| Document passage |
---------------

10.3.3 Application Modes 111 , 112

When I set about on this project, I had ideas about how this document would look. The decent ideas worked out well. The good ideas were bad, and the unexpected ideas were delightful. I had though that athis section would be very graphical, but the more I work on it, the simpler it seems to be when you split it up in the respective sections. Originally I had wanted to use org tables for nearly everything, but now I question that desire (thought it is a great feature). The mistake that I made was not new to me and is suffered by all macro writers… guessing the solution instead of waiting for experience and extracting it from there. As it turns out, I am human.

  1. Auto Modes 113
    (setq auto-mode-alist
          (append
           '(("\\.scm\\'" . scheme-mode)
             ("\\.rkt\\'" . scheme-mode)
             ("\\.ss\\'" . scheme-mode)
             ("\\.sls\\'" . scheme-mode)
             ("\\.sps\\'" . scheme-mode)
             ("\\.html\\'" . web-mode)
             ("\\.json\\'" . web-mode)
             ("\\.asc" . artist-mode)
             ("\\.art" . artist-mode)
             ("\\.asc" . artist-mode))
           auto-mode-alist))
    
  2. All modes

    Anything that should always happen goes here.

---------------

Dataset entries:
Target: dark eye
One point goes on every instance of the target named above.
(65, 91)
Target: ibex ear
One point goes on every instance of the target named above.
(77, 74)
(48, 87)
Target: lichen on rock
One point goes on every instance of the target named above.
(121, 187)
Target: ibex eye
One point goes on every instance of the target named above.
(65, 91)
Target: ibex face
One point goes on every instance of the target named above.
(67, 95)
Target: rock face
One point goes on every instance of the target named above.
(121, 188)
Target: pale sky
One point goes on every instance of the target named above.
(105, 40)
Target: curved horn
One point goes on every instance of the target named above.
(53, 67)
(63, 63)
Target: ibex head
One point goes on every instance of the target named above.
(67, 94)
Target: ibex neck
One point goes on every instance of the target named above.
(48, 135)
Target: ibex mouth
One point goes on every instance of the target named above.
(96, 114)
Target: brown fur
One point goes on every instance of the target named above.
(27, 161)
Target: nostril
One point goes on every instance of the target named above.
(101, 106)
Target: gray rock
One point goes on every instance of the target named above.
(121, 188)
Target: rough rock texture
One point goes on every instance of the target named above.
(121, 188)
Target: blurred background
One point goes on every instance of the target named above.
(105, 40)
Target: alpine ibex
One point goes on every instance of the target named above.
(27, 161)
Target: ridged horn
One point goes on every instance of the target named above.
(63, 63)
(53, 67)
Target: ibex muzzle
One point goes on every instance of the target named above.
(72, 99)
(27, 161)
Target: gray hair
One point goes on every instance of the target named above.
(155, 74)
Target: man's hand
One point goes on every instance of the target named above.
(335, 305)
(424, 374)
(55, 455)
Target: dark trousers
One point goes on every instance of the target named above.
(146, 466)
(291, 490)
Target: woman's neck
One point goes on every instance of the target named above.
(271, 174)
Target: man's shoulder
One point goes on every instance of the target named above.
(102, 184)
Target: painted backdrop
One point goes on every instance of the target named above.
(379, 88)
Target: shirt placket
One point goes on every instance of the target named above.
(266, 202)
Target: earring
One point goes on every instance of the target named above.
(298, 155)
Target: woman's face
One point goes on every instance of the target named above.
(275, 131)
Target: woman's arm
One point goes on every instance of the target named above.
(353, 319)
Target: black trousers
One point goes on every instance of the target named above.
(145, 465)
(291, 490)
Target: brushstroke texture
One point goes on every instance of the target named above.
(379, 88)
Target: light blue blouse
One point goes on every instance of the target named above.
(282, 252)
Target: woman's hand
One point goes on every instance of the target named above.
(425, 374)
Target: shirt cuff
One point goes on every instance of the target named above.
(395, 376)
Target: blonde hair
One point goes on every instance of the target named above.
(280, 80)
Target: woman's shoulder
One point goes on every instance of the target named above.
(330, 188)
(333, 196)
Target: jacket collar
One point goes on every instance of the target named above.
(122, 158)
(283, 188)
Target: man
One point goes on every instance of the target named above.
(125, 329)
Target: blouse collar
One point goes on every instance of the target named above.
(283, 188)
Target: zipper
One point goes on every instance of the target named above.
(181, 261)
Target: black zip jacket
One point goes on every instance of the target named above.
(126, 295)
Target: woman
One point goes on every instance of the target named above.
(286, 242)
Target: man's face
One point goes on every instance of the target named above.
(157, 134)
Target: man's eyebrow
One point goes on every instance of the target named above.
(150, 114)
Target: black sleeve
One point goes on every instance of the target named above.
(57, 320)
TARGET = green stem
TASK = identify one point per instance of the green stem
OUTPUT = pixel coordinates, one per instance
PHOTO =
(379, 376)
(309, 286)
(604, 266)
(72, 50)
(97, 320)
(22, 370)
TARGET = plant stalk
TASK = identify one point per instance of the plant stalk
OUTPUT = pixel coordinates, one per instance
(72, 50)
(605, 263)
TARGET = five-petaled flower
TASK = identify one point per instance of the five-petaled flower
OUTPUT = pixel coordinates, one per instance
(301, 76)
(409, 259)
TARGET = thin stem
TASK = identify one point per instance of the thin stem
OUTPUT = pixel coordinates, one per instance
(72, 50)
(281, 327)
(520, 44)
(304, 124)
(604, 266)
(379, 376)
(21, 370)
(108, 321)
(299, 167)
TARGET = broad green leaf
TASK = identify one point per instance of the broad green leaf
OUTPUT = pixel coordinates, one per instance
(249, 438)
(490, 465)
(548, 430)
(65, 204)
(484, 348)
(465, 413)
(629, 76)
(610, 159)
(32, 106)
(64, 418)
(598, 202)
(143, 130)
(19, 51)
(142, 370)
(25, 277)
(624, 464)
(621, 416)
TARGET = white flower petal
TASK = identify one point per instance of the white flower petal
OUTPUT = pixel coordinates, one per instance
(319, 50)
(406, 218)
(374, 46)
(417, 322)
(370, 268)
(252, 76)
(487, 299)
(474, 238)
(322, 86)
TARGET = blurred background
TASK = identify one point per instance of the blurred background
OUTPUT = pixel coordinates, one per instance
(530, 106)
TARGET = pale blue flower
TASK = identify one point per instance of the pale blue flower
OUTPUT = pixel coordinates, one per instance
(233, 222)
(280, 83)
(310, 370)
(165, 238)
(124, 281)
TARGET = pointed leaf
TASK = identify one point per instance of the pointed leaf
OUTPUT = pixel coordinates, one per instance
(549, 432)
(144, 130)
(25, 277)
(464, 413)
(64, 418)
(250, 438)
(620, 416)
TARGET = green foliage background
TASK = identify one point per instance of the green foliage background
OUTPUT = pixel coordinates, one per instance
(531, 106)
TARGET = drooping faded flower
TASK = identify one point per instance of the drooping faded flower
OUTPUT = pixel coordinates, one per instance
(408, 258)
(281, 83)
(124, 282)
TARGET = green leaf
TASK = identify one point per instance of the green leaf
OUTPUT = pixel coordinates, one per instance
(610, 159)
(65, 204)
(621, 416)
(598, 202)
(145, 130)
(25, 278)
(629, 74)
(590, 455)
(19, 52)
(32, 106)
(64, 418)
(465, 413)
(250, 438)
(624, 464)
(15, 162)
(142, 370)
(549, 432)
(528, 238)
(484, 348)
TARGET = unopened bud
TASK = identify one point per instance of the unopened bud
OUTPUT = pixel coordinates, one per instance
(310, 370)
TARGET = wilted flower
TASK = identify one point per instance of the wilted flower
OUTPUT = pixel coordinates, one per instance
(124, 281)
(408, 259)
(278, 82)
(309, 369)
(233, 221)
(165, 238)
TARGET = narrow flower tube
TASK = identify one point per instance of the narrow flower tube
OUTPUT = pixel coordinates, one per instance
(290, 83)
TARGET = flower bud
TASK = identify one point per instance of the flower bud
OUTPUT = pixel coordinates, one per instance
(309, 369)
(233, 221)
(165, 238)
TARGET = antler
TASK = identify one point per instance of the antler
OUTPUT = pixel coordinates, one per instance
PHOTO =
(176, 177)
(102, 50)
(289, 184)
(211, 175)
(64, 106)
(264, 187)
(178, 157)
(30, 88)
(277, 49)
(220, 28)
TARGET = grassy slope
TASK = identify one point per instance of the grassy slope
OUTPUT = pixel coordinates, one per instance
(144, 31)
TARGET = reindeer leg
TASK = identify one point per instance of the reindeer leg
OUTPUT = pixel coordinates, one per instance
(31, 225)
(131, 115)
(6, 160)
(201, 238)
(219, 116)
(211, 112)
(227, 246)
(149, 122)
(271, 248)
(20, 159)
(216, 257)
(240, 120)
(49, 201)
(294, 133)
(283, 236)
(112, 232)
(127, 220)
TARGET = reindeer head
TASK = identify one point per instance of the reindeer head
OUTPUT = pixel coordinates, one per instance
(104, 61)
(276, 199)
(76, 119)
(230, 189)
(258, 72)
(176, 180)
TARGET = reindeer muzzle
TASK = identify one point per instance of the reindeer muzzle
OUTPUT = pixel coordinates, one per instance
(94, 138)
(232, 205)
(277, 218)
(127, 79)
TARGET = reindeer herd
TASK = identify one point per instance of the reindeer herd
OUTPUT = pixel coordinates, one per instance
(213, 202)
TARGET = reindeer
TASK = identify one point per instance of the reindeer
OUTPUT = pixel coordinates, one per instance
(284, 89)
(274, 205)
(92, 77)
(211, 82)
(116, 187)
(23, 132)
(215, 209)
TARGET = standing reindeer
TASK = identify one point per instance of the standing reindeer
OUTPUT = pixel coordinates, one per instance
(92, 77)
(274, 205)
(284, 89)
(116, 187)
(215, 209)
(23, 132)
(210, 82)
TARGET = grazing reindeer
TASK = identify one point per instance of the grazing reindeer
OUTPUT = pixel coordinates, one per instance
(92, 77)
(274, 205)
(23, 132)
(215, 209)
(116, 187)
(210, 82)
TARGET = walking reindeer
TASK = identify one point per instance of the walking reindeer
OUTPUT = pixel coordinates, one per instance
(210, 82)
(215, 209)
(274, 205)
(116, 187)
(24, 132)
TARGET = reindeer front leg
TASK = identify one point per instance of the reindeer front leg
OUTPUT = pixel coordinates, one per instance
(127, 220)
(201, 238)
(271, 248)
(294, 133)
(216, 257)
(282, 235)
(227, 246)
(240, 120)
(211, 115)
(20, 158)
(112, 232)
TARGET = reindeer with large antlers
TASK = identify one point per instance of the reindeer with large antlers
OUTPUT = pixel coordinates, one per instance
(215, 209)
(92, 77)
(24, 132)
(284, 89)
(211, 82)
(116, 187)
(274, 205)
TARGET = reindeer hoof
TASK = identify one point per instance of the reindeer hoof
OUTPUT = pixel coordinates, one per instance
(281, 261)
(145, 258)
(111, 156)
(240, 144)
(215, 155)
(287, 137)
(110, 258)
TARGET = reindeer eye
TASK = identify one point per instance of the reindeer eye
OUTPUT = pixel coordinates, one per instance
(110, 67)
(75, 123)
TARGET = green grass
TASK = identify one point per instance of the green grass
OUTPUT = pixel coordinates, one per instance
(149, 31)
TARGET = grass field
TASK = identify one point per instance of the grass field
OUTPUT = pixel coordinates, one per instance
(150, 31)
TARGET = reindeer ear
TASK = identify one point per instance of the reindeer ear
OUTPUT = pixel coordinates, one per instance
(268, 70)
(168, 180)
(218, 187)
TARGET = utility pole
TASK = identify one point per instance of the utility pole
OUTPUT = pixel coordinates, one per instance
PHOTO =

---------------

| Task details |
In the passage on application modes, why did the author stop expecting the section to be very graphical? Answer in one to three sentences. The data above is separate material with no connection to the passage.

| Expected answer |
The more the author worked on the section, the simpler it seemed once it was split into its respective sections. That simplicity replaced the original expectation of a very graphical section.